§ **Records for the task**
# # # # #
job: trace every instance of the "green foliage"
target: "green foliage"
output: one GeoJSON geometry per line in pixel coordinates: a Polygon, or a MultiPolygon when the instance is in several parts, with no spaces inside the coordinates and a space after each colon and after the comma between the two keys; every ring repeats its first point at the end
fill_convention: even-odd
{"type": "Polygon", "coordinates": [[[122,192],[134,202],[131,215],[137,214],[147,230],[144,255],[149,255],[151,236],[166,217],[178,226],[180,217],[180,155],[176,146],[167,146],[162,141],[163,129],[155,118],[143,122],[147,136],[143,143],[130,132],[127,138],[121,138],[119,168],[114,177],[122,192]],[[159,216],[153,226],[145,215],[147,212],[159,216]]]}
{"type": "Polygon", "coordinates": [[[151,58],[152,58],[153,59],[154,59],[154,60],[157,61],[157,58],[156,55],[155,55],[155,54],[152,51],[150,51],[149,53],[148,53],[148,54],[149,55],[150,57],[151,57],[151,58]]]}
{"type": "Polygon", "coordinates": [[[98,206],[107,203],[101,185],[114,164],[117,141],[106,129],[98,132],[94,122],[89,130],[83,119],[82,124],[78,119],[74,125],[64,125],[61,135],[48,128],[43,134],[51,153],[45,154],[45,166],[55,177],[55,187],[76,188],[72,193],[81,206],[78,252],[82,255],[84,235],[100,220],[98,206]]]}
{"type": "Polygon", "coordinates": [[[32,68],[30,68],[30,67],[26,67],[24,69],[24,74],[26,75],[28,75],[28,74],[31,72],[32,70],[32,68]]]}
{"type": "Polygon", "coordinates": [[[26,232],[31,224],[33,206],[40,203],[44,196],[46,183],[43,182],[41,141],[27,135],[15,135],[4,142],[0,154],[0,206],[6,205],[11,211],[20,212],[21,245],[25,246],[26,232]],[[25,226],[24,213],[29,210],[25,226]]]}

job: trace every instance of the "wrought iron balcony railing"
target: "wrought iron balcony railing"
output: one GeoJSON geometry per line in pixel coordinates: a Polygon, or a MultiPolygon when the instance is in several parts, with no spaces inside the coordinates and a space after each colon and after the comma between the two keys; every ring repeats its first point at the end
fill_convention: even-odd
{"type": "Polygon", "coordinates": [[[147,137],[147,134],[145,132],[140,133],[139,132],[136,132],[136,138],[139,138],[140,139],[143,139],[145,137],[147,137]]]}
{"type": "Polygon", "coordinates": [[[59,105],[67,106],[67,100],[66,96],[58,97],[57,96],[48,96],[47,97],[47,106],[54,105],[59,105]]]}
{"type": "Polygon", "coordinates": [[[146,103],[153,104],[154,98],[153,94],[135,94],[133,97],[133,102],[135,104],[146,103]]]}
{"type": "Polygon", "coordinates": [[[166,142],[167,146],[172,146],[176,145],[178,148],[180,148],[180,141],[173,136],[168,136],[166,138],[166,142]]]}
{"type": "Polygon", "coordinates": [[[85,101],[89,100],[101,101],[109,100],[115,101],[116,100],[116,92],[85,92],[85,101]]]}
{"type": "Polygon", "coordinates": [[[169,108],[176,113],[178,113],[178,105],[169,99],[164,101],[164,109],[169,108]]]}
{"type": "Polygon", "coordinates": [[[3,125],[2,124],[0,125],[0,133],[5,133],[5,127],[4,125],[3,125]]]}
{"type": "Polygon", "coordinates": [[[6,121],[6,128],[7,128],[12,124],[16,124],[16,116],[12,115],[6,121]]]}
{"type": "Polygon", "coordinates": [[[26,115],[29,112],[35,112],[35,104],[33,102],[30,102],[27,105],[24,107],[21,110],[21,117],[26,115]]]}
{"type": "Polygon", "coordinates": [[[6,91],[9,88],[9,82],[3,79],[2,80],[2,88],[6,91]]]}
# # # # #
§ **Task directions**
Pick out each line in the rows above that contains the string "target" and copy it in full. Case counts.

§ **Full response**
target: "green foliage"
target: "wrought iron balcony railing"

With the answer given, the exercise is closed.